• _WHAT IS BEING ASKED_
Quote the records that follow in full, leaving the pictures out.
■ ■ ■ ■
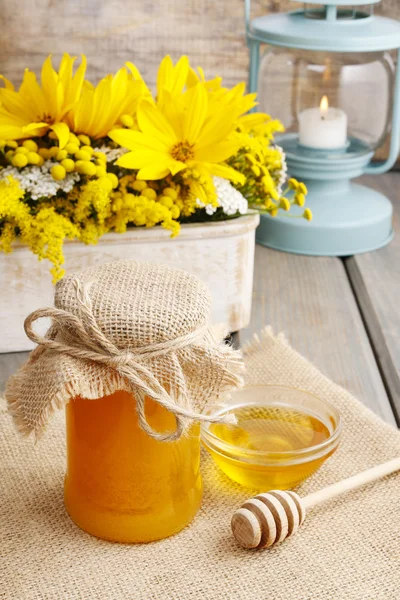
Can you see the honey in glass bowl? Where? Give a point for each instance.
(280, 436)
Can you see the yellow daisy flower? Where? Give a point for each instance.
(35, 108)
(179, 136)
(101, 107)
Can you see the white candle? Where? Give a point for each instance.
(323, 127)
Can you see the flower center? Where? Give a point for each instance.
(182, 151)
(46, 118)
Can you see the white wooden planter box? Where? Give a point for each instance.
(219, 253)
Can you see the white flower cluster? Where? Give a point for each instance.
(230, 200)
(112, 154)
(283, 174)
(38, 182)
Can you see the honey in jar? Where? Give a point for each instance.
(121, 484)
(133, 358)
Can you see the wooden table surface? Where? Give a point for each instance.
(343, 315)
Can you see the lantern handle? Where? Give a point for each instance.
(247, 11)
(385, 166)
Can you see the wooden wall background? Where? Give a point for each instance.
(110, 32)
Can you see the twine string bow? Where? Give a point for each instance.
(85, 340)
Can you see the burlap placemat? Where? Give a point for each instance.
(348, 549)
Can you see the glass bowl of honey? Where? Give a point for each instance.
(274, 436)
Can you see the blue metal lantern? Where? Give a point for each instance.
(329, 76)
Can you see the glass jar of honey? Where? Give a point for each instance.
(121, 484)
(132, 357)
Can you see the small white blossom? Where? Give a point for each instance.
(38, 181)
(229, 199)
(112, 154)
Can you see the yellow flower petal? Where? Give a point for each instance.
(152, 122)
(62, 132)
(138, 160)
(194, 116)
(226, 172)
(136, 140)
(218, 152)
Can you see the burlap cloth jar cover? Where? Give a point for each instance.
(348, 549)
(132, 326)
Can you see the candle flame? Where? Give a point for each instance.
(324, 106)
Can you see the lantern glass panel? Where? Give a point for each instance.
(291, 81)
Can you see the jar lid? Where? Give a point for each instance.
(126, 325)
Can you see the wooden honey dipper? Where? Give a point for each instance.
(270, 518)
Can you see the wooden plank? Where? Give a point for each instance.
(376, 281)
(113, 31)
(311, 301)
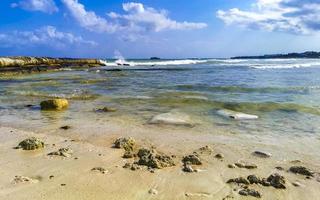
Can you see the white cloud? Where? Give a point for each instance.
(47, 6)
(137, 19)
(47, 35)
(294, 16)
(88, 19)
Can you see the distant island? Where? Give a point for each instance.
(307, 54)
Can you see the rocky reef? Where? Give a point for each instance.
(41, 64)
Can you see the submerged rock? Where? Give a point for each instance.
(127, 144)
(301, 170)
(262, 154)
(54, 104)
(151, 158)
(32, 143)
(250, 192)
(192, 159)
(64, 152)
(236, 115)
(172, 119)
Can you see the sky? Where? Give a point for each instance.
(162, 28)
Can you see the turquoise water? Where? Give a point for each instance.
(283, 93)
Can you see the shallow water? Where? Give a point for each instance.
(283, 93)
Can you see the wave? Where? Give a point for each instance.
(75, 95)
(240, 89)
(155, 63)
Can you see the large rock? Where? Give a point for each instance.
(152, 159)
(54, 104)
(31, 144)
(172, 118)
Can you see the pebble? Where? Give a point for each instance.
(153, 191)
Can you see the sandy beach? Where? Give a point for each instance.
(57, 177)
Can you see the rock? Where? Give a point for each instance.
(128, 154)
(172, 119)
(107, 109)
(205, 150)
(192, 159)
(236, 115)
(301, 170)
(55, 104)
(239, 180)
(296, 184)
(262, 154)
(153, 191)
(231, 166)
(64, 152)
(187, 168)
(99, 169)
(277, 181)
(127, 144)
(65, 127)
(23, 179)
(219, 156)
(246, 165)
(32, 143)
(253, 179)
(250, 192)
(279, 168)
(151, 158)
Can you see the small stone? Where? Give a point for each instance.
(262, 154)
(219, 156)
(239, 180)
(128, 154)
(64, 152)
(301, 170)
(32, 143)
(296, 184)
(250, 192)
(55, 104)
(279, 168)
(193, 159)
(153, 192)
(107, 109)
(231, 166)
(65, 127)
(253, 179)
(23, 179)
(100, 169)
(127, 144)
(277, 181)
(246, 165)
(187, 168)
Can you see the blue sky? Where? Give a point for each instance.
(163, 28)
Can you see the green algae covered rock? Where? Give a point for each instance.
(32, 143)
(54, 104)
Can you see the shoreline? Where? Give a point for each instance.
(120, 183)
(28, 64)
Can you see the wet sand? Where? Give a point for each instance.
(71, 177)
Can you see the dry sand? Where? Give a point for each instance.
(73, 178)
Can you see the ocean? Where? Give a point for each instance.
(283, 93)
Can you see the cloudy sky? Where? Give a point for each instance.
(163, 28)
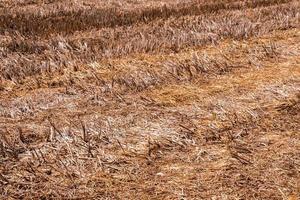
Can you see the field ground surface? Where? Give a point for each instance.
(159, 99)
■ ■ ■ ■
• _SOLUTION_
Can you see the honey in glass bowl? Where? Give a point for each instance.
(280, 436)
Can you see the yellow daisy flower? Where? Give a point for each instance.
(35, 108)
(179, 136)
(101, 107)
Can you see the white candle? Where? Give a point for each instance.
(323, 127)
Can you see the flower center? Where? Give a point for each instance.
(182, 151)
(46, 118)
Can you see the white wooden planter box? Where? Give a point for each instance.
(219, 253)
Can you see the white flower cluster? Where? Give a point for each instance.
(230, 200)
(112, 154)
(283, 174)
(38, 182)
Can you see the honey in jar? Where? Give a point for each instance.
(121, 484)
(133, 358)
Can you see the wooden table surface? Where? Give a point for each instance.
(343, 315)
Can you see the lantern handle? Where? Give a point for each instance.
(247, 11)
(385, 166)
Can you see the wooden wall background? Where? Give a point for each instance.
(110, 32)
Can you see the twine string bow? Where? Give a point for each instance.
(85, 340)
Can you see the burlap placemat? Where? Give a point for each instance.
(348, 549)
Can you see the glass bowl of honey? Where? Give a point for each instance.
(274, 436)
Can you see the blue metal lantern? Where? Give a point for each instance.
(329, 76)
Can you see the glass jar of honey? Where? Give a point for each instance.
(121, 484)
(132, 357)
Can you see the small white blossom? Where? Give a point for each instance.
(38, 181)
(229, 199)
(112, 154)
Can you see the yellow flower petal? Where? Give a point for each instance.
(152, 122)
(62, 132)
(138, 160)
(194, 116)
(226, 172)
(136, 140)
(218, 152)
Can you see the burlap cloth jar cover? Where? Give a point for each instance.
(348, 549)
(132, 326)
Can you see the candle flame? Where? Give a point for each instance.
(324, 106)
Can you see the lantern glass panel? Where? Give a point for each instance.
(291, 81)
Can you see the jar lid? Where? Give a point for each instance.
(126, 325)
Can you see the wooden honey dipper? Where? Give a point for each instance.
(270, 518)
Can you see the wooden plank? Where? Give a point for each instance.
(376, 281)
(113, 31)
(311, 301)
Can you see the white cloud? Where? Give a point for each instance.
(47, 6)
(137, 19)
(47, 35)
(294, 16)
(88, 19)
Can you see the distant island? Where? Give a point for each instance.
(307, 54)
Can you see the rocky reef? Where? Give a point for each instance.
(41, 64)
Can you see the submerged rock? Where? Give a point for each instance.
(127, 144)
(301, 170)
(262, 154)
(54, 104)
(151, 158)
(32, 143)
(250, 192)
(192, 159)
(64, 152)
(236, 115)
(172, 119)
Can you see the sky? Where? Give a point for each instance.
(162, 28)
Can you see the turquoise water? Where? Give a point for each instance.
(283, 93)
Can you see the shallow water? Where? Give a point for each instance.
(283, 93)
Can you see the wave? Where? Give a point for each instance.
(75, 95)
(240, 89)
(155, 63)
Can you see the large rock? Where? Give a point for each instance.
(152, 159)
(54, 104)
(31, 144)
(172, 118)
Can you see the pebble? Where? Give a point for each instance.
(153, 191)
Can you see the sandy beach? Where? Give a point for each instance.
(57, 177)
Can you see the rock? Where? Give a point for each instance.
(128, 154)
(172, 119)
(107, 109)
(205, 150)
(192, 159)
(236, 115)
(301, 170)
(55, 104)
(239, 180)
(296, 184)
(262, 154)
(153, 191)
(231, 166)
(64, 152)
(187, 168)
(99, 169)
(277, 181)
(127, 144)
(65, 127)
(23, 179)
(219, 156)
(246, 165)
(32, 143)
(253, 179)
(250, 192)
(279, 168)
(151, 158)
Can you see the small stone? Where? Give a point for each instance.
(262, 154)
(219, 156)
(239, 180)
(128, 154)
(64, 152)
(301, 170)
(32, 143)
(296, 184)
(250, 192)
(55, 104)
(279, 168)
(193, 159)
(153, 192)
(107, 109)
(231, 166)
(65, 127)
(253, 179)
(23, 179)
(100, 169)
(127, 144)
(277, 181)
(246, 165)
(187, 168)
Can you see the blue sky? Where? Give a point for each instance.
(163, 28)
Can you see the green algae covered rock? Where? Give a point for each instance.
(32, 143)
(54, 104)
Can you see the shoreline? Where? Give a point for each instance.
(120, 183)
(28, 64)
Can you see the wet sand? Where? Give a point for each instance.
(71, 177)
Can you see the dry sand? Where? Give a point for each instance.
(73, 178)
Can you see the ocean? Where? Give a point for each instance.
(283, 93)
Can you see the cloudy sky? Where? Give a point for each instance.
(163, 28)
Can you see the field ground surface? Where? Give a point for each instance.
(159, 99)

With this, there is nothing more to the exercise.